• [Page extract]
----
I’m suffering from post-abortion stress...

By anonymous on 04/01/2009
I’m suffering from post-abortion stress. Hello all, I don't know if this is worth you reading. I can't say anything that others have not already expressed. But I feel it would help me to explain my story.

I am 22. I am in a stable relationship of seven months. This is how I found out that I was pregnant: I realised that I was five days overdue. I picked up a pregnancy test at Boots in town with my partner. I was very anxious to find my result out so I went to a public loo to do my test, half expecting everything would be normal. It was positive. I had to go back out and tell my partner who was completely shocked. I remember sitting there, trying to drink my cup of tea and not make a scene in public, tears everywhere.

I waited a few days before ringing my parents. My Mum was not that shocked as strangely she said she had had a dream about me with a baby a few weeks earlier. Telling my Dad was harder. I think it really hits Dads hard when they realise that their daughter is no longer a little girl. I took a week off work to think things over. My partner came down from Uni in London, where he also lives, to be with me. I spent a week of flipping between wanting to keep him and wanting to be free of 'it'. I even told all my friends and dropped out of a part time course, I was that serious about keeping him. I say 'him' as a gut feeling, I never actually knew the sex.

We went to the Doctor to talk through the options. We were anxious not to let time drift and make the decision for us. She picked up on my feeling of urgency and offered to help arrange a termination for the same week. I was horrified and said NO. A little while later I decided to follow the termination route in order to get a dating scan. I went with my Mum to the hospital. My baby was six weeks at this point. The radiographer offered to show me the picture. I said yes. I wanted to have a full comprehension of what it would mean if I did have a termination. The baby was visible at six weeks, which the Radiographer said was more unusual. I saw my baby's heart beat. We left and on the way out my Mum started to cry. I gave her a hug and told her it would be alright.
----
[Referring expression pointing data]

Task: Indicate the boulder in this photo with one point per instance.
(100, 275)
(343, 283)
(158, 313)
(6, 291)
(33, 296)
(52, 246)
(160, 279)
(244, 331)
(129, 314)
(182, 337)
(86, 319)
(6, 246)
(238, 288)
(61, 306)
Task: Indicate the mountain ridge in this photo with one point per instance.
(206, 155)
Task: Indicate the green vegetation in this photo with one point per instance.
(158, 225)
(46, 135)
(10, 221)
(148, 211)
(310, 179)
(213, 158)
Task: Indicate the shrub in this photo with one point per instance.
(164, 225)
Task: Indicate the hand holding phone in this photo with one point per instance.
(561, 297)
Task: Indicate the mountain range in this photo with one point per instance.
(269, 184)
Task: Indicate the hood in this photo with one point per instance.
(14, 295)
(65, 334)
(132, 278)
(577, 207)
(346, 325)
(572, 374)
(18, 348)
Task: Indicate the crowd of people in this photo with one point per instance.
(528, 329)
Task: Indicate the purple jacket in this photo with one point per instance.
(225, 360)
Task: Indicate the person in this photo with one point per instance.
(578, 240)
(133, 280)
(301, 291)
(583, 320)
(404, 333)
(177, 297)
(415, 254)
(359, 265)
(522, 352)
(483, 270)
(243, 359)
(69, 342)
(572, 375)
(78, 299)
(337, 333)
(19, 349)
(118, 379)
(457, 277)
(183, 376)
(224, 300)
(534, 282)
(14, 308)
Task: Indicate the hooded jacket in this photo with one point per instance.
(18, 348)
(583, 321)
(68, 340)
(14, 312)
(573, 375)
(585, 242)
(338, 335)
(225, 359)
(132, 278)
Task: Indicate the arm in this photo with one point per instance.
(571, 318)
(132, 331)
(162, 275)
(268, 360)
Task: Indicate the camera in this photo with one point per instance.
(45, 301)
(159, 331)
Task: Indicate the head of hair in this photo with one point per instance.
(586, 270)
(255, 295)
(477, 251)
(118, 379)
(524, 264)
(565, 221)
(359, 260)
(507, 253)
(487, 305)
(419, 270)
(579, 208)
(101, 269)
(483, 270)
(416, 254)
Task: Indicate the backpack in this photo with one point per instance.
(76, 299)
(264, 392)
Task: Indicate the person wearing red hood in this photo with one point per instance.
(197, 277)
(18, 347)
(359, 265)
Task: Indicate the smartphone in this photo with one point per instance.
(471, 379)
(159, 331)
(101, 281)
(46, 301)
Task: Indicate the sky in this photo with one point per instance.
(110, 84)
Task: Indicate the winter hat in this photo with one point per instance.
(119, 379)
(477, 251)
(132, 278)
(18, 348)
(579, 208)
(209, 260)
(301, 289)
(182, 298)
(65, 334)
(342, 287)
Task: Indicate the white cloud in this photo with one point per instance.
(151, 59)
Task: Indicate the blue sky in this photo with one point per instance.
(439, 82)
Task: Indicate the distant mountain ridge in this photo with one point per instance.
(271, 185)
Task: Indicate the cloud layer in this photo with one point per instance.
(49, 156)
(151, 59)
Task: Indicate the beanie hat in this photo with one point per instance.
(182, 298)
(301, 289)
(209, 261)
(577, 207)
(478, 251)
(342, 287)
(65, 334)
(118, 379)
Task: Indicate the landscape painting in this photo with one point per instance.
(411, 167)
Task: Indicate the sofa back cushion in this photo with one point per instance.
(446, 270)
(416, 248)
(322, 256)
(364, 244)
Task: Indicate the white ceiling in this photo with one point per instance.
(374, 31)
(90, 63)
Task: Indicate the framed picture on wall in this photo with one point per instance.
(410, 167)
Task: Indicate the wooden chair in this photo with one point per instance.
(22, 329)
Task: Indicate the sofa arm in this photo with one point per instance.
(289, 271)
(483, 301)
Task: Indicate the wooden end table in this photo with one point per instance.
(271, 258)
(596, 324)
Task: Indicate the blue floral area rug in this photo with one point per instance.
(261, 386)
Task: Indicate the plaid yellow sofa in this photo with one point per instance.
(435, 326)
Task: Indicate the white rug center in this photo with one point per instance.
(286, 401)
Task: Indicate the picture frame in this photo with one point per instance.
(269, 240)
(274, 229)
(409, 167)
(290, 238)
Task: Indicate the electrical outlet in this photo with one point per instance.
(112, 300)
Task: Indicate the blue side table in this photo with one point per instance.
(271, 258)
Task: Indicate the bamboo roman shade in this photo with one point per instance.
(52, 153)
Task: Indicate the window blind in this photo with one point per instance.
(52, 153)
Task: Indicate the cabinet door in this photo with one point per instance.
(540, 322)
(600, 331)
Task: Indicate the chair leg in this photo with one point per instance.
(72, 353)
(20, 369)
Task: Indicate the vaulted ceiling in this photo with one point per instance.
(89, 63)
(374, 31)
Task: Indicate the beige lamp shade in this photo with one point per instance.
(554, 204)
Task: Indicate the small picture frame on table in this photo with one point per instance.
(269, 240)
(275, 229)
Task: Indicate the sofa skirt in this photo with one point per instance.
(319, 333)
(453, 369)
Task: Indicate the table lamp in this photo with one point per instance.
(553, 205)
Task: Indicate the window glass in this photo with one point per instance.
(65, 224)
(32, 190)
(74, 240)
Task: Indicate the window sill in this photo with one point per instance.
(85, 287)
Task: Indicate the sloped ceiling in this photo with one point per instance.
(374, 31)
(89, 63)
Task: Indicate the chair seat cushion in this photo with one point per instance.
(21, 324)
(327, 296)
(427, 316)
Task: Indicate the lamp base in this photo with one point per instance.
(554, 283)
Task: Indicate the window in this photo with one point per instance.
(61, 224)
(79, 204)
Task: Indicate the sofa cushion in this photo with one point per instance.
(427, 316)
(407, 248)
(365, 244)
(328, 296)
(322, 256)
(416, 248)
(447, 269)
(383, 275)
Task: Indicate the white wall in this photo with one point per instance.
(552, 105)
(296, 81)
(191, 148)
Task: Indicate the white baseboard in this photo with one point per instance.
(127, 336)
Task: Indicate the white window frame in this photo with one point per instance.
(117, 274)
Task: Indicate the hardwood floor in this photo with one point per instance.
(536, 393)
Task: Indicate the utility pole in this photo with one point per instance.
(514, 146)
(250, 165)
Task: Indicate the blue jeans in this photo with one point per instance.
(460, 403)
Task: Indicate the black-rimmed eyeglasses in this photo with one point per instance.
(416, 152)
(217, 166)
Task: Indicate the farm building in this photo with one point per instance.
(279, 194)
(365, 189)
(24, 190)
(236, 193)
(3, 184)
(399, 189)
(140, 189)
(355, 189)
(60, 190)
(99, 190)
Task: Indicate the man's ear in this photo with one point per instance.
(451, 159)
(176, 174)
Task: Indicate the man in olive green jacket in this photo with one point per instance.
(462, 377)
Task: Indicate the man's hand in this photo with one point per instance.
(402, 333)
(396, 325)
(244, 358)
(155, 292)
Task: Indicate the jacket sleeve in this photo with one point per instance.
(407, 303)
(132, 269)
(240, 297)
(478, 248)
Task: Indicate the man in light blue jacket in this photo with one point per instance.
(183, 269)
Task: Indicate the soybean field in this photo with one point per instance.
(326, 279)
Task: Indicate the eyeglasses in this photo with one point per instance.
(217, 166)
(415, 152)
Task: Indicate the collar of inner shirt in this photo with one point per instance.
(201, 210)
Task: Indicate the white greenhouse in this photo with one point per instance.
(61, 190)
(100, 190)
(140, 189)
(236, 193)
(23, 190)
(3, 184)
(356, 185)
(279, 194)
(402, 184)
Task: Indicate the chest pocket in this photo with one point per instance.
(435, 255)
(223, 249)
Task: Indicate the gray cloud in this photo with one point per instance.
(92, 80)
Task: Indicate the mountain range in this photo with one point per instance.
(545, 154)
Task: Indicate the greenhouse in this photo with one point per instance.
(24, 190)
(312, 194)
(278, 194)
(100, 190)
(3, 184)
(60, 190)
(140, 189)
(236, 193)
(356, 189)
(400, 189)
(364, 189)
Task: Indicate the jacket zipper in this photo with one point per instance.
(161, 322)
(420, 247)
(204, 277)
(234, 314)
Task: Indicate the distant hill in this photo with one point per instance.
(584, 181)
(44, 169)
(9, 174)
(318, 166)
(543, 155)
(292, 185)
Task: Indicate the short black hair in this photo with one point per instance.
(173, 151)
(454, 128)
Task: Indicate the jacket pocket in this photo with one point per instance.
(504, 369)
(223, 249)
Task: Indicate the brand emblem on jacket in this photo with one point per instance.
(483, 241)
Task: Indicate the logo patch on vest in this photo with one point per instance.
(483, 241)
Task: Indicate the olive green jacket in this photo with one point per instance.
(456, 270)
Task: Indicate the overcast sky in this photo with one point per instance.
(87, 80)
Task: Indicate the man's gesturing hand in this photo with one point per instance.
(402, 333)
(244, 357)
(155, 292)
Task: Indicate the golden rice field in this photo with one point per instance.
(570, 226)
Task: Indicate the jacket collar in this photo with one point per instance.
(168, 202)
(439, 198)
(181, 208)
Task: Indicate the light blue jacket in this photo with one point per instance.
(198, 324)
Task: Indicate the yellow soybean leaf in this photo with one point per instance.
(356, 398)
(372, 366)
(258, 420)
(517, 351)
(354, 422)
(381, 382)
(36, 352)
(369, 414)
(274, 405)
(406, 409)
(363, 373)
----
In the post about post-abortion stress, where did the writer pick up the pregnancy test? Please answer in a few words. The entries are separate material and have no connection to the post about post-abortion stress.

At Boots in town.